START MATERIAL FOR THIS EXERCISE

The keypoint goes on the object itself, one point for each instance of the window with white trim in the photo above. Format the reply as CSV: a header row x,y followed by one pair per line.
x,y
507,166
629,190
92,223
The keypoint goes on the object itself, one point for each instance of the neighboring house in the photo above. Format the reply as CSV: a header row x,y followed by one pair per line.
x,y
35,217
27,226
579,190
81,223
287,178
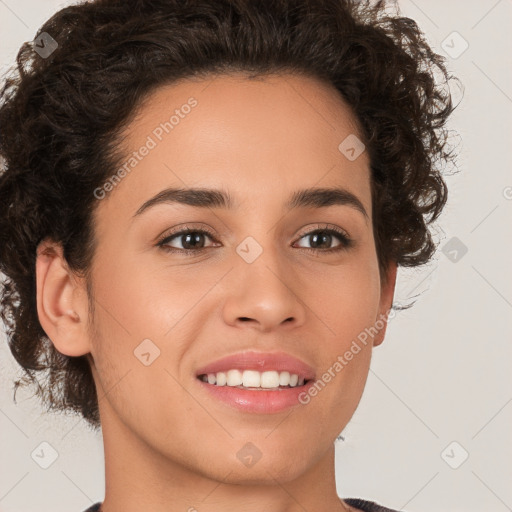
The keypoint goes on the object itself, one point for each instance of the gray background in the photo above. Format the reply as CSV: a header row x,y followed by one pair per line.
x,y
439,388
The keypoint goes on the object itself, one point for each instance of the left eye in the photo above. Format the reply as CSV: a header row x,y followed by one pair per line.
x,y
190,240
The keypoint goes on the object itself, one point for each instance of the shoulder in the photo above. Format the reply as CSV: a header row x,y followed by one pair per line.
x,y
94,508
367,506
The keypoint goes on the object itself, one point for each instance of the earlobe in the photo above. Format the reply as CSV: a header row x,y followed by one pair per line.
x,y
386,301
61,301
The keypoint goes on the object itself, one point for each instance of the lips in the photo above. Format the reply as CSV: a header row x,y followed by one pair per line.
x,y
260,361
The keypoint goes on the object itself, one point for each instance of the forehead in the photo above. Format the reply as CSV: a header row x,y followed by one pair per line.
x,y
253,137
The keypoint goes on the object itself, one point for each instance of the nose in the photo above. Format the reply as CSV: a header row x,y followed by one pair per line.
x,y
264,295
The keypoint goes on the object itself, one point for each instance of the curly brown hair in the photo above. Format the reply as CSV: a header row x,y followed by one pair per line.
x,y
61,115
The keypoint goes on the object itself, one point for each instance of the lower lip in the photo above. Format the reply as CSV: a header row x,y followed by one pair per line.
x,y
262,402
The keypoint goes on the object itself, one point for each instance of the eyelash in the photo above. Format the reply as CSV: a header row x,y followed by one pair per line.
x,y
345,241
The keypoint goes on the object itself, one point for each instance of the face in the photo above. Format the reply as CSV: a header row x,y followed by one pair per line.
x,y
257,276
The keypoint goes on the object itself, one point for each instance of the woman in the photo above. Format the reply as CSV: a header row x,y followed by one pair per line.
x,y
203,209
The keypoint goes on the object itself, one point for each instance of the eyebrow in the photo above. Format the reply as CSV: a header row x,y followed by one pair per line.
x,y
217,198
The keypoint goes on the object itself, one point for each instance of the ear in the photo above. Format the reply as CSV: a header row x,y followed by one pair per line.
x,y
62,305
386,301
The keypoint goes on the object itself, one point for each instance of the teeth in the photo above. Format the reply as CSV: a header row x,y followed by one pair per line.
x,y
254,379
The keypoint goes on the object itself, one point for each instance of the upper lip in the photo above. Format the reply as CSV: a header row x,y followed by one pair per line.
x,y
260,361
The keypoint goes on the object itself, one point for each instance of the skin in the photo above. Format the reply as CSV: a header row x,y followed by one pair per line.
x,y
168,446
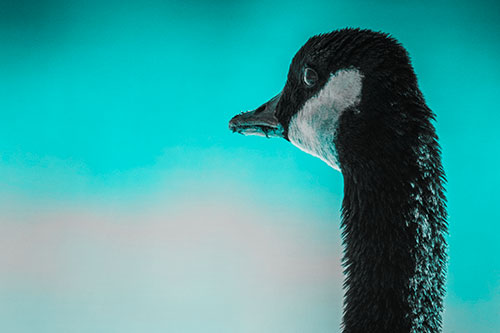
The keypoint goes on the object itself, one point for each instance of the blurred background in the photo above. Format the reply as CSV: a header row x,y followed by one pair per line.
x,y
126,205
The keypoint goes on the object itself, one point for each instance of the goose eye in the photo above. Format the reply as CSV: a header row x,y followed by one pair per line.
x,y
310,77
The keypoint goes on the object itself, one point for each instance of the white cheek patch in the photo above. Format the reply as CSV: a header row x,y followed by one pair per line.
x,y
313,128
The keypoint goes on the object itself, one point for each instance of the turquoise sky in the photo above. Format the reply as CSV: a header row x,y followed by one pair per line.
x,y
126,205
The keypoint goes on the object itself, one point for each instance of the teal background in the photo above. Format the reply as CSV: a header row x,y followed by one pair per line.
x,y
126,205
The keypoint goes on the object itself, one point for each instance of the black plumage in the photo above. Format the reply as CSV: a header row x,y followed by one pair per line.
x,y
393,212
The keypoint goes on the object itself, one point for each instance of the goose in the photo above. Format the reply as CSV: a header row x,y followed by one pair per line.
x,y
351,99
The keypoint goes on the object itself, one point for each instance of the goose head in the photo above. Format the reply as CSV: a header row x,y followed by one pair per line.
x,y
343,100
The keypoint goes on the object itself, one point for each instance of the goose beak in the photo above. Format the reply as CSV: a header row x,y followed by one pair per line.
x,y
261,121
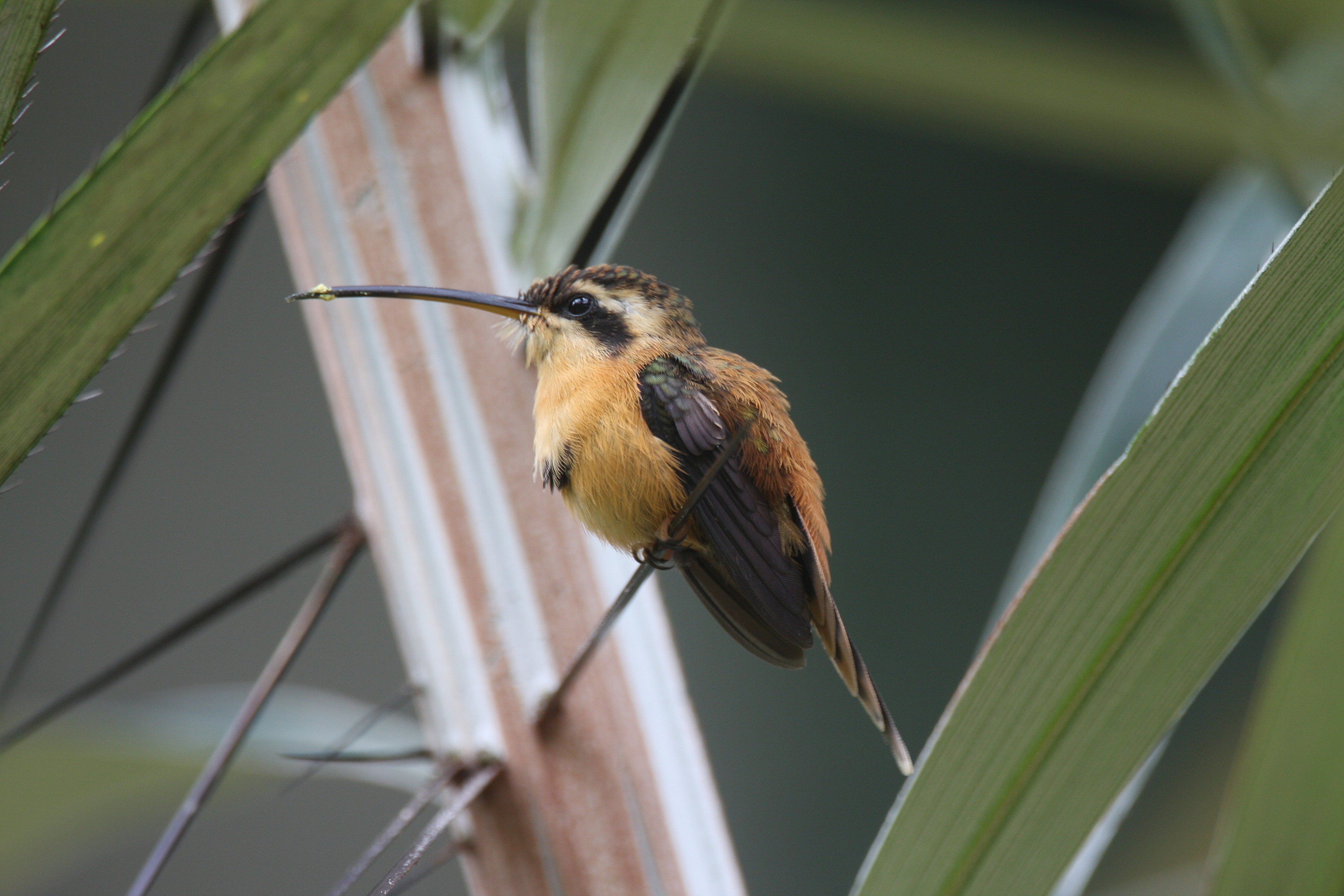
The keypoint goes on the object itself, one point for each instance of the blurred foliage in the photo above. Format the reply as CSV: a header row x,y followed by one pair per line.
x,y
1154,581
597,71
73,289
472,22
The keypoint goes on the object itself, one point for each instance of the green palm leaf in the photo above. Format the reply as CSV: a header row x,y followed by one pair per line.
x,y
73,289
1283,828
24,25
1155,579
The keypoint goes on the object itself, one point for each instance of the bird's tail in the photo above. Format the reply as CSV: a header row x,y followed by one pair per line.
x,y
826,620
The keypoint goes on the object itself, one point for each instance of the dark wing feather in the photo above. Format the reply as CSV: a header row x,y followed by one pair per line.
x,y
753,588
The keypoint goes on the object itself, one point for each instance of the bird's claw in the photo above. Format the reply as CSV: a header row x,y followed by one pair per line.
x,y
659,555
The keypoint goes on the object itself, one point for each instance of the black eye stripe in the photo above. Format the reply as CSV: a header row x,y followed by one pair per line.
x,y
580,306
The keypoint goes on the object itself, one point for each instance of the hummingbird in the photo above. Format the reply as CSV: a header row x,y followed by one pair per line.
x,y
632,409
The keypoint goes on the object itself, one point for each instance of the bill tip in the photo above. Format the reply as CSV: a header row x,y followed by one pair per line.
x,y
322,292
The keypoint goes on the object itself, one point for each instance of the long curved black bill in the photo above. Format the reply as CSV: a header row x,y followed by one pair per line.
x,y
515,308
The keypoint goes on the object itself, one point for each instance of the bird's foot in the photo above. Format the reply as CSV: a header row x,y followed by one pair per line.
x,y
659,555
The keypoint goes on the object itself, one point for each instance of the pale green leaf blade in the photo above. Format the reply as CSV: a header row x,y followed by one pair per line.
x,y
469,24
1156,578
24,27
73,289
1283,828
597,72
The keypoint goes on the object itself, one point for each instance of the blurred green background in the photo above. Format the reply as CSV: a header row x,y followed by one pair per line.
x,y
921,234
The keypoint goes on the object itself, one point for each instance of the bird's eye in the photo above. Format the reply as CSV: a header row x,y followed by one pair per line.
x,y
580,306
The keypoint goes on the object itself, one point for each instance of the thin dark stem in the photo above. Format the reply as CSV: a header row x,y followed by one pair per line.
x,y
150,400
347,549
398,755
432,37
394,828
336,753
439,824
144,653
639,578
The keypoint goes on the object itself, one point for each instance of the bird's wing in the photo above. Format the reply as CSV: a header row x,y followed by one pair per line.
x,y
755,589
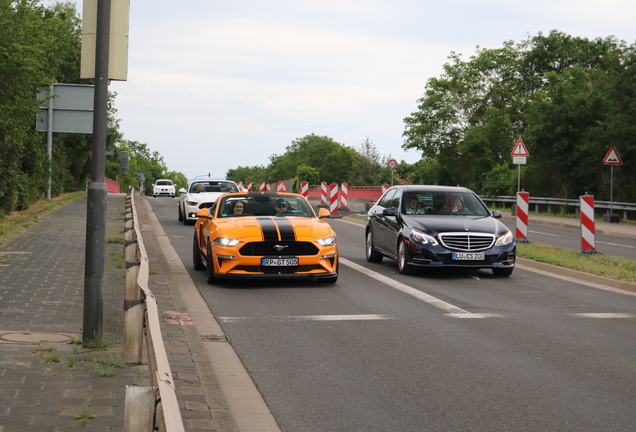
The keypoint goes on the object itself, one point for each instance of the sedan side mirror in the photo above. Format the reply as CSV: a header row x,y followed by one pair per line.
x,y
205,212
391,211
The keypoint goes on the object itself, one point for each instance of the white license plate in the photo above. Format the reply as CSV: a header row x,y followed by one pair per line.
x,y
467,256
279,262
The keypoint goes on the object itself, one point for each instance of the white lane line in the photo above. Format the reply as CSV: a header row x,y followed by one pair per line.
x,y
542,233
616,244
603,315
369,317
451,310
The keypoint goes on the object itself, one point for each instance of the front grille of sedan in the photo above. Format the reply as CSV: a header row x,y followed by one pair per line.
x,y
268,249
467,242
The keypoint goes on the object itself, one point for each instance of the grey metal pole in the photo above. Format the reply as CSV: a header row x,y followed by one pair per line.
x,y
49,141
96,207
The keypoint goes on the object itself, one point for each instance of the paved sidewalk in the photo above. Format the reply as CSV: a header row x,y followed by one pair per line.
x,y
50,383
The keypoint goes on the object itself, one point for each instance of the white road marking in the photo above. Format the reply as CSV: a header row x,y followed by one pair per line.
x,y
616,244
451,310
542,233
603,315
368,317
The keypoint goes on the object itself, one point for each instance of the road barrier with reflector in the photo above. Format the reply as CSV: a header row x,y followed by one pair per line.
x,y
523,199
588,236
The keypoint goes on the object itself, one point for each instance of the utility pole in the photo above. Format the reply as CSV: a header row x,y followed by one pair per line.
x,y
96,206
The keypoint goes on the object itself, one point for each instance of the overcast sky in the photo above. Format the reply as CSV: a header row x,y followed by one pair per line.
x,y
214,84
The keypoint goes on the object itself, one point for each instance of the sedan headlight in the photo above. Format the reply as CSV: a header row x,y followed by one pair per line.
x,y
420,237
505,239
224,241
329,241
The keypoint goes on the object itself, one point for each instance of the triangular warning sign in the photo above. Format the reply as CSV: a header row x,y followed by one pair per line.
x,y
612,157
520,149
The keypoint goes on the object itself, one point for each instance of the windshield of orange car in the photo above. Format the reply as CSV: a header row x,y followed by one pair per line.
x,y
264,205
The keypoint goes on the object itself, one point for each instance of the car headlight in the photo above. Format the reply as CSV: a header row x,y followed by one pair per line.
x,y
505,239
420,237
224,241
329,241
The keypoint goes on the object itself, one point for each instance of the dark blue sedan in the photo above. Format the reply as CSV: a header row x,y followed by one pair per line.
x,y
438,226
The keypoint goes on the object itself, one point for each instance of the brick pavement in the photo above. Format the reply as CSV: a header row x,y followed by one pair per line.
x,y
49,384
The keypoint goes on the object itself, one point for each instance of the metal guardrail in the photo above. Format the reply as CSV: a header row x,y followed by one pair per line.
x,y
147,408
547,204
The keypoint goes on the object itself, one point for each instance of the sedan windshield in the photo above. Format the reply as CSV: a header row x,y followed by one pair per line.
x,y
443,203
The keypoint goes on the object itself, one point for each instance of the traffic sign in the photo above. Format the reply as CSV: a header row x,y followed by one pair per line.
x,y
612,157
520,149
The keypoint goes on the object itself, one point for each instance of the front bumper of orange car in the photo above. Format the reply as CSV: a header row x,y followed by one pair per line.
x,y
229,263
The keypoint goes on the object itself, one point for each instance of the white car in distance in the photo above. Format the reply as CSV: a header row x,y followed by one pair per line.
x,y
163,187
201,193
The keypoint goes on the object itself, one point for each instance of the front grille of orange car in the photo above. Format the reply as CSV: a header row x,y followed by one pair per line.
x,y
275,248
276,270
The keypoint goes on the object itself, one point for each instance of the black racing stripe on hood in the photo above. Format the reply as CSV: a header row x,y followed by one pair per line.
x,y
268,226
286,229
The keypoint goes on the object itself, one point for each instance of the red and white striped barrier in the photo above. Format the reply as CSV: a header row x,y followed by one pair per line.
x,y
333,199
323,195
588,236
344,196
523,200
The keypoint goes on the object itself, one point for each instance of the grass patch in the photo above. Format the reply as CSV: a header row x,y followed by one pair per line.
x,y
84,416
16,222
601,265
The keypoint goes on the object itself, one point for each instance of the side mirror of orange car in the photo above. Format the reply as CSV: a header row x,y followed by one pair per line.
x,y
204,213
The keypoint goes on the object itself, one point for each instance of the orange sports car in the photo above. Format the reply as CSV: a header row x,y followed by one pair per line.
x,y
264,235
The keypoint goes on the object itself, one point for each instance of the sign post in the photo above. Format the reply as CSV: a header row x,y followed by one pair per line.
x,y
519,155
392,164
612,158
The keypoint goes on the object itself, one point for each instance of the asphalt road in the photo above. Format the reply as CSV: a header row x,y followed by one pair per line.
x,y
441,351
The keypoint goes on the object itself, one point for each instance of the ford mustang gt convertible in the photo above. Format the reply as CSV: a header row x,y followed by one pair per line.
x,y
438,226
263,235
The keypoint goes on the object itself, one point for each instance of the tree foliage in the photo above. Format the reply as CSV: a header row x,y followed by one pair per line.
x,y
569,98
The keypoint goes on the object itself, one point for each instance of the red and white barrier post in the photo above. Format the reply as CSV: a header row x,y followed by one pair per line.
x,y
588,236
523,200
344,196
323,195
333,199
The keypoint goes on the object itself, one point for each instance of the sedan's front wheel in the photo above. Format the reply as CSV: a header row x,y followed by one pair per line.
x,y
502,272
372,255
403,266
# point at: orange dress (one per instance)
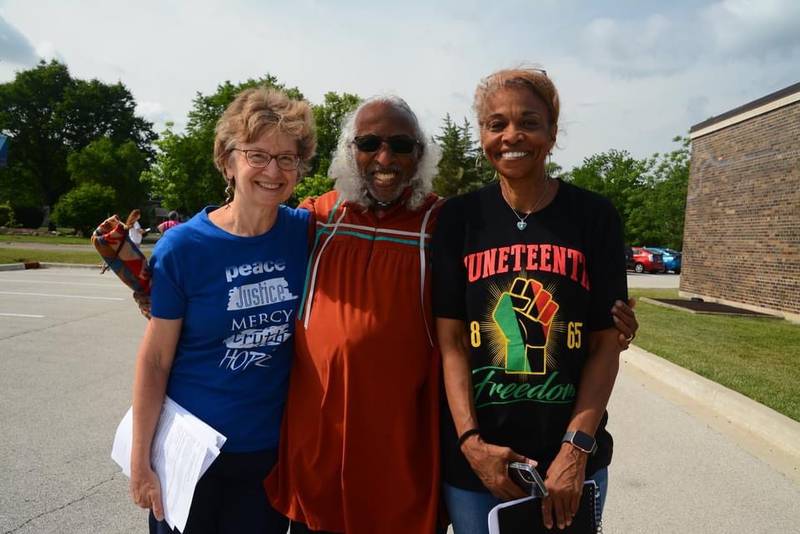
(359, 449)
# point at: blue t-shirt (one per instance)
(238, 299)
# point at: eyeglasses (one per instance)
(259, 159)
(399, 144)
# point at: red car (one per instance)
(646, 260)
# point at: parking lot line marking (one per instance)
(37, 281)
(54, 295)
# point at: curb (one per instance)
(49, 265)
(775, 428)
(19, 266)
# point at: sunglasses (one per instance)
(399, 144)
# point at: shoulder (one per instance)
(468, 202)
(322, 205)
(296, 215)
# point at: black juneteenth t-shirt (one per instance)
(529, 298)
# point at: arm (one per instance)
(566, 474)
(488, 461)
(625, 321)
(153, 365)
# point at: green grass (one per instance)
(53, 239)
(759, 358)
(21, 255)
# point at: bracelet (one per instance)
(468, 434)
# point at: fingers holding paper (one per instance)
(564, 483)
(146, 492)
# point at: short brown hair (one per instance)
(533, 79)
(257, 111)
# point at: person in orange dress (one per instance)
(359, 444)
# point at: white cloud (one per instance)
(14, 46)
(754, 27)
(630, 78)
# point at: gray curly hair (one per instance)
(344, 170)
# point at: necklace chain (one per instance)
(521, 221)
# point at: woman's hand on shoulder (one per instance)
(146, 491)
(490, 463)
(564, 483)
(625, 321)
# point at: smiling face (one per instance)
(267, 187)
(516, 134)
(386, 173)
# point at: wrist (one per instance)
(580, 441)
(468, 437)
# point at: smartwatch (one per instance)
(581, 441)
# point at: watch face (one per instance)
(583, 441)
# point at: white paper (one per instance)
(494, 522)
(183, 449)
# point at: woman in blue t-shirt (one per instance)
(225, 286)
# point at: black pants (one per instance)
(230, 499)
(300, 528)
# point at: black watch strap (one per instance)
(580, 440)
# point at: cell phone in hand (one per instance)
(527, 477)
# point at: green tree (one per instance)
(183, 175)
(616, 175)
(463, 167)
(6, 214)
(328, 117)
(84, 207)
(48, 114)
(658, 207)
(118, 166)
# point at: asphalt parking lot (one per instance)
(67, 343)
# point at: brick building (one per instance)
(742, 231)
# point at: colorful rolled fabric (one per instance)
(121, 255)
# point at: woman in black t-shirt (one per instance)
(526, 272)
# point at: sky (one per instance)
(631, 74)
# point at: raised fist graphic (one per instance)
(524, 314)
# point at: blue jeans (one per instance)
(469, 510)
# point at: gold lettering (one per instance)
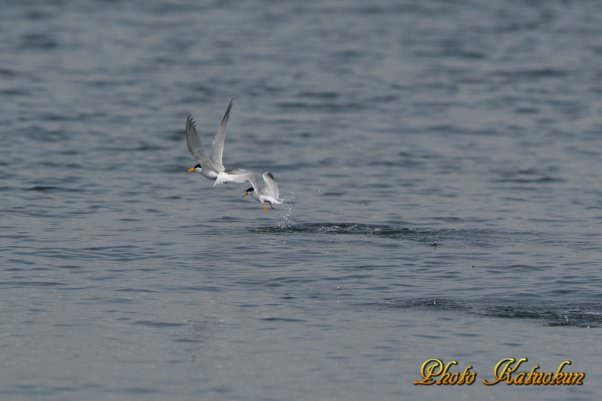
(430, 368)
(504, 369)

END MATERIAL FOR THIS EXERCISE

■ THE PROBLEM: Please reproduce the lines exactly from the one containing "# point at: brick building (one per instance)" through the last line of the data above, and keep the pictures out.

■ ANSWER:
# point at: brick building (one per instance)
(742, 231)
# point at: colorful rolled fabric (one per instance)
(121, 255)
# point at: woman in black t-shirt (one per instance)
(526, 272)
# point at: sky (one per instance)
(631, 74)
# point at: raised fist graphic (one per instance)
(524, 314)
# point at: blue jeans (one per instance)
(469, 510)
# point at: gold lettering (one per instance)
(430, 368)
(504, 369)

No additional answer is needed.